[Given task] Reproduce every one of the following rows verbatim, line for line.

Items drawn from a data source
━━━━━━━━━━━━━━━━━━━━━━━━━━━━━━

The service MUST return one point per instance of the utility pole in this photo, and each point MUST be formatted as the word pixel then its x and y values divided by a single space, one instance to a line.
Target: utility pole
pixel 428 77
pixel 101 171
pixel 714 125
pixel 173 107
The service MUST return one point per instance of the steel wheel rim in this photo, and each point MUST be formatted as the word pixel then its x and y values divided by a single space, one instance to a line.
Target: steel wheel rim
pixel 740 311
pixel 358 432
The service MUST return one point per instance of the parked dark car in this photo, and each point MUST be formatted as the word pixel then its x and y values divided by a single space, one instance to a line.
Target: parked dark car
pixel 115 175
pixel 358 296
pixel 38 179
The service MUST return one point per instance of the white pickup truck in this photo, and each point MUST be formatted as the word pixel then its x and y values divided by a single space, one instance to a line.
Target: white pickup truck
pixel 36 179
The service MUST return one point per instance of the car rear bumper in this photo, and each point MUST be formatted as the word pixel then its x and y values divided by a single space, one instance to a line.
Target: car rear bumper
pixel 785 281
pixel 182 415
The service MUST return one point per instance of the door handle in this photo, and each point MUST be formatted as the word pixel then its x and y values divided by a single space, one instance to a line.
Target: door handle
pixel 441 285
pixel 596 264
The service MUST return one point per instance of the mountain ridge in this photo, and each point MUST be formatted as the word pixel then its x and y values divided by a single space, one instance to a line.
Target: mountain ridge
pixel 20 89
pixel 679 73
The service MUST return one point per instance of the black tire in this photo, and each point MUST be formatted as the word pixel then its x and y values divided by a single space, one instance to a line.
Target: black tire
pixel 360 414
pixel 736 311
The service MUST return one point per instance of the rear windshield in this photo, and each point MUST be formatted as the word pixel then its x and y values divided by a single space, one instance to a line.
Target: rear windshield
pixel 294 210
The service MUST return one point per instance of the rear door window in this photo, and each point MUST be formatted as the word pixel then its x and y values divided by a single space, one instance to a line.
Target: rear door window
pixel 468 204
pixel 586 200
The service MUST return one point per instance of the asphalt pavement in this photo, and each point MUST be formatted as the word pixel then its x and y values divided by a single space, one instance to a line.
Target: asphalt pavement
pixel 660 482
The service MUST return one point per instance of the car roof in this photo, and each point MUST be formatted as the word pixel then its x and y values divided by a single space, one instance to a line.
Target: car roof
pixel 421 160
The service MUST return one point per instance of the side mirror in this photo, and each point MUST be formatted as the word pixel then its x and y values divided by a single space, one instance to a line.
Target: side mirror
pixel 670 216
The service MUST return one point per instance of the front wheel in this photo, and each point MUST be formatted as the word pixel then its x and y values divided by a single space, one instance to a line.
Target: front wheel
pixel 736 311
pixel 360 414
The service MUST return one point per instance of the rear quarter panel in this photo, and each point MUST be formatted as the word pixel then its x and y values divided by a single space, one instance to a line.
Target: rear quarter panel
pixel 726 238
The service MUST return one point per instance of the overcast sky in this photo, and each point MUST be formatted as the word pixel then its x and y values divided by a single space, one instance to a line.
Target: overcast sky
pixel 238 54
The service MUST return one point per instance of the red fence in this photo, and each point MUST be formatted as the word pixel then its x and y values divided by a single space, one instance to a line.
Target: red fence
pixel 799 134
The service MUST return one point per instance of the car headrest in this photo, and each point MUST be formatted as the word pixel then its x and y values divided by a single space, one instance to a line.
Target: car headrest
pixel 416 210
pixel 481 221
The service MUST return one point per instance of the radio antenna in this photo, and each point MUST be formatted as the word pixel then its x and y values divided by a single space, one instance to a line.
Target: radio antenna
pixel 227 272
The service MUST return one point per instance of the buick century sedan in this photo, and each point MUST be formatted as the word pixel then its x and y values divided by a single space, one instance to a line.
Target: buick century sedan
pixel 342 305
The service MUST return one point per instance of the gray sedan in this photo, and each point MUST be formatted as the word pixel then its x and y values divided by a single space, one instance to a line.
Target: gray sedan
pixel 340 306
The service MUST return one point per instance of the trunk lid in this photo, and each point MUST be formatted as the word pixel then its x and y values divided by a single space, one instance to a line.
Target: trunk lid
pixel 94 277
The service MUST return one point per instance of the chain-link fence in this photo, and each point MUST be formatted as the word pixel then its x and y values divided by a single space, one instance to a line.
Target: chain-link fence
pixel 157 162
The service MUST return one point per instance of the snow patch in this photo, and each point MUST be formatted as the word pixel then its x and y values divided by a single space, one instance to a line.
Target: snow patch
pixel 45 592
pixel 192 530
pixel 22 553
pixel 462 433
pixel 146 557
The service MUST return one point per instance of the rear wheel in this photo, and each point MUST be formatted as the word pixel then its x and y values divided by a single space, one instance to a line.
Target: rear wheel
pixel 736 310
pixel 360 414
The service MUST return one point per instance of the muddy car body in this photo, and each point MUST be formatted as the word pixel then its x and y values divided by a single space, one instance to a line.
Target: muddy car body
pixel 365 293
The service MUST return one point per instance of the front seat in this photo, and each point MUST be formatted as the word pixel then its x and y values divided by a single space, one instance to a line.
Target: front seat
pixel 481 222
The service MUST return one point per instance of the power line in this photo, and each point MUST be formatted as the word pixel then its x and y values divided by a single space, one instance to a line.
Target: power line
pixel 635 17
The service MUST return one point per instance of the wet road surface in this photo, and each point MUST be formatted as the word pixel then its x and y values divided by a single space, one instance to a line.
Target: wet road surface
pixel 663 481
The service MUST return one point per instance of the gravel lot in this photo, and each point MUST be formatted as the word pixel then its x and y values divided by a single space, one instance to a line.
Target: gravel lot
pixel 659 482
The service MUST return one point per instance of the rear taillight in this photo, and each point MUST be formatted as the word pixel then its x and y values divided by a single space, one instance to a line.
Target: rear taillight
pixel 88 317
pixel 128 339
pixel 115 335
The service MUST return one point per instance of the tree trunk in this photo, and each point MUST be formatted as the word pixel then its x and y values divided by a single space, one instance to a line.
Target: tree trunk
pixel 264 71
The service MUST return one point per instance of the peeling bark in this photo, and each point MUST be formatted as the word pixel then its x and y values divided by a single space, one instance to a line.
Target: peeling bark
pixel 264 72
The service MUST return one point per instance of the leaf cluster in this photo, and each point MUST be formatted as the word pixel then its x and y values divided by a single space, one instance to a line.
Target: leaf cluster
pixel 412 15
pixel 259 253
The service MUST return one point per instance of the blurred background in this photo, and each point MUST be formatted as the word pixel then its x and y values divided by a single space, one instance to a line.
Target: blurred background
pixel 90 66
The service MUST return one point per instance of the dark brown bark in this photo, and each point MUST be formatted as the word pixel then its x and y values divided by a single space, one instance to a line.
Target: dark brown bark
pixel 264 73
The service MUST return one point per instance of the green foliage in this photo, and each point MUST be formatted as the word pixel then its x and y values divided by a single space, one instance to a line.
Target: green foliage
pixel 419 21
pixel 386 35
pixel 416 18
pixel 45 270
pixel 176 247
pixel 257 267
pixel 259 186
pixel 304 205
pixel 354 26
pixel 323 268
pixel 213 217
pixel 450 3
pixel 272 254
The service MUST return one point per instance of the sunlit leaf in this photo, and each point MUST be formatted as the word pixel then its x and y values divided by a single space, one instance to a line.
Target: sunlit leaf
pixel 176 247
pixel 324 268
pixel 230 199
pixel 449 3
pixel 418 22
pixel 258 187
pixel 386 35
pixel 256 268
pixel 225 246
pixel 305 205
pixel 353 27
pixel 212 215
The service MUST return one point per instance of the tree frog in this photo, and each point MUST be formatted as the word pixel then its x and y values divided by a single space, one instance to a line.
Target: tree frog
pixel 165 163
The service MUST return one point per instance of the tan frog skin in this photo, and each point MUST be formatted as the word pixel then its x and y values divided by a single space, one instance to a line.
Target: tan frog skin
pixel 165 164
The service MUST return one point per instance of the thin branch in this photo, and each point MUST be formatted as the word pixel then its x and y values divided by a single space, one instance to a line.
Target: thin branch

━━━━━━━━━━━━━━━━━━━━━━━━━━━━━━

[Solution]
The service MUST return one point per instance of the utility pole in this photo, and each point MUST be formatted as the word pixel then its x and y values divided by a single space, one instance to a line.
Target: utility pole
pixel 428 77
pixel 101 171
pixel 714 125
pixel 173 107
The service MUST return one point per instance of the steel wheel rim in this photo, and each point MUST be formatted as the word pixel then its x and y values divided by a single space, one instance to a line.
Target: steel wheel rim
pixel 740 311
pixel 358 432
The service MUST return one point per instance of the parked dark car in this photo, and each point MUST be formatted as the word pixel then its x and y values divided by a single space, one instance to a line.
Target: parked dark car
pixel 115 175
pixel 358 296
pixel 38 179
The service MUST return one point per instance of the white pickup truck in this photo, and each point MUST be formatted as the word pixel then its x and y values divided by a single space, one instance to a line.
Target: white pickup truck
pixel 36 179
The service MUST return one point per instance of the car rear bumper in this photo, and each point MUST be formatted as the word pixel then its x and y values divided by a single space, one instance to a line.
Target: car rear bumper
pixel 785 281
pixel 182 415
The service MUST return one point per instance of the door handle in this photo, and each point MUST be formatted as the word pixel then its x and y values divided by a single space, one instance to a line.
Target: door handle
pixel 441 285
pixel 596 264
The service MUST return one point per instance of the mountain ridge in this photo, and each point MUST be formatted as the word pixel then its x and y values divided by a single space, one instance to a line.
Target: mountain ridge
pixel 20 89
pixel 679 73
The service MUST return one point per instance of the black tire in this photo, and each point MUST be formatted as the word pixel then its x and y values divided by a single space, one instance to a line.
Target: black tire
pixel 360 414
pixel 736 311
The service MUST return one point per instance of the rear windshield in this photo, and each point MUST be formatted as the word pixel then its x and y values divided by a single space, one instance to a line.
Target: rear windshield
pixel 294 210
The service MUST return one point per instance of the rear door window in this photo, and each point MUST be formatted as the word pixel then its x and y values divided by a single space, one instance to a line.
Target: rear door window
pixel 468 204
pixel 586 200
The service MUST return one point per instance of the asphalt pavement in this photo, and each point MUST be formatted as the word pixel then its x and y values divided by a single space, one instance to a line.
Target: asphalt pavement
pixel 660 482
The service MUST return one point per instance of the car roof in this photo, and each point MUST be formatted as the word pixel then its x and y values divided by a single space, one instance to a line.
Target: car roof
pixel 421 160
The service MUST return one point per instance of the side mirror in this photo, and each point MUST be formatted as the word pixel then its x and y values divided by a single space, one instance to a line.
Target: side mirror
pixel 670 216
The service MUST return one point per instance of the front wheel in this photo, and each point MUST be formatted as the word pixel then its x and y values divided by a single space, one instance to a line.
Target: front wheel
pixel 736 311
pixel 360 414
The service MUST return one point per instance of the rear quarter panel in this photo, and each point MUST be formatted as the word pixel then its x and y values divided by a single space, one instance to a line.
Target: rear quarter panel
pixel 726 238
The service MUST return one point per instance of the overcast sky in this photo, and each point MUST be formatted as the word pixel then its x and y values divided by a single space, one instance to a line.
Target: overcast sky
pixel 238 54
The service MUST return one point per instance of the red fence in this photo, and each point MUST be formatted as the word pixel then its x and y values divided by a single space, one instance to a line.
Target: red fence
pixel 799 134
The service MUST return one point per instance of the car headrest in this photo, and each point MUST be formatted as the word pixel then its x and y values divided by a single space, one instance to a line.
Target: car headrest
pixel 416 210
pixel 481 221
The service MUST return one point per instance of the radio antenna in this photo, and each point MUST be formatted as the word pixel then its x and y values divided by a single space, one instance to a line.
Target: radio antenna
pixel 227 272
The service MUST return one point per instance of the buick century sedan in this photo, and each point MUST be formatted as the word pixel then its x and y values divided by a single space, one instance to a line.
Target: buick century sedan
pixel 342 305
The service MUST return one point per instance of the gray sedan in this photo, and each point MUST be formatted as the word pixel then its x and y values divided by a single space, one instance to a line.
Target: gray sedan
pixel 340 306
The service MUST return one point per instance of the trunk lid in this photo, and each point MUST be formatted as the word pixel then its x and y values divided by a single space, one instance to a line.
Target: trunk lid
pixel 94 277
The service MUST return one point per instance of the chain-link fence in this photo, and each point MUST be formatted as the word pixel then its x and y values divided by a single space, one instance to a line.
Target: chain-link fence
pixel 157 162
The service MUST return one point per instance of the snow patch in this photo, and each point MUST be formatted as the word pixel then its x and y values divided by a single space, one instance to a line.
Target: snow patch
pixel 45 592
pixel 192 530
pixel 22 553
pixel 462 433
pixel 146 557
The service MUST return one point per instance of the rear wheel in this photo, and each point MUST be formatted as the word pixel then its x and y values divided by a single space, one instance to a line.
Target: rear wheel
pixel 736 310
pixel 360 414
The service MUST return one point per instance of the muddy car body in this photo, and each point MUST be formatted as the word pixel then its x and y values divided by a single space, one instance to a line.
Target: muddy car body
pixel 365 293
The service MUST return one point per instance of the front seat in this photo, and each point MUST be formatted as the word pixel then its x and y values divided by a single space, one instance to a line.
Target: front seat
pixel 481 222
The service MUST return one point per instance of the power line in this photo, and each point MUST be formatted as the word pixel then its x and y values divided by a single space, one instance to a line.
Target: power line
pixel 635 17
The service MUST return one point per instance of the wet road surface in this photo, and each point MUST be formatted as the word pixel then its x and y values divided by a single space, one instance to a line.
Target: wet road surface
pixel 663 481
The service MUST return one point per instance of the gravel lot in this photo, and each point MUST be formatted as the word pixel then its x and y values divided by a single space, one instance to a line.
Target: gravel lot
pixel 659 482
The service MUST return one point per instance of the rear taillight in this photo, and each point MUST be formatted as the word pixel then its x and y values divided by a single space, one instance to a line.
Target: rear taillight
pixel 88 317
pixel 128 339
pixel 115 335
The service MUST return one point per instance of the tree trunk in this photo, and each point MUST be formatted as the word pixel then its x and y values divided by a single space, one instance to a line.
Target: tree trunk
pixel 264 71
The service MUST return one point per instance of the peeling bark in this photo, and each point MUST be formatted as the word pixel then its x and y values divided by a single space, one instance to a line.
Target: peeling bark
pixel 264 72
The service MUST return one point per instance of the leaf cluster in this photo, and each point MUST be formatted as the word pixel then its x and y values divided by a single space, one instance to a line.
Target: leaf cluster
pixel 412 15
pixel 259 253
The service MUST return one point per instance of the blurred background in this photo, and each point MUST be formatted as the word pixel then its x and y values divided by a single space, one instance to a line.
Target: blurred background
pixel 90 66
The service MUST return one point per instance of the dark brown bark in this photo, and each point MUST be formatted as the word pixel then its x and y values divided by a single space, one instance to a line.
Target: dark brown bark
pixel 264 73
The service MUST return one point per instance of the green foliage in this photo, and each point MUST be formatted as the word pixel then its x and y values divided by a single space, one instance to a line.
Target: green foliage
pixel 419 21
pixel 386 35
pixel 416 18
pixel 45 270
pixel 176 247
pixel 257 267
pixel 259 186
pixel 304 205
pixel 354 26
pixel 323 268
pixel 213 217
pixel 450 3
pixel 272 254
The service MUST return one point per instance of the sunlit leaf in this photo, and each point MUST be formatted as the word pixel then its x and y values divided by a single space, one instance to a line.
Target: sunlit leaf
pixel 176 247
pixel 324 268
pixel 230 199
pixel 449 3
pixel 418 22
pixel 258 187
pixel 386 35
pixel 256 268
pixel 225 246
pixel 305 205
pixel 353 27
pixel 212 215
The service MUST return one point per instance of the tree frog in this photo, and each point MUST be formatted as the word pixel then its x and y values divided by a single space, one instance to a line.
Target: tree frog
pixel 165 163
The service MUST return one point per instance of the tan frog skin in this photo, and each point MUST be formatted as the word pixel then its x and y values divided by a single space, one instance to a line.
Target: tan frog skin
pixel 165 164
The service MUST return one point per instance of the thin branch in this photo, and each point MUST be formatted as the word pixel then its x and y values divided by a single space, one instance to a line.
Target: thin branch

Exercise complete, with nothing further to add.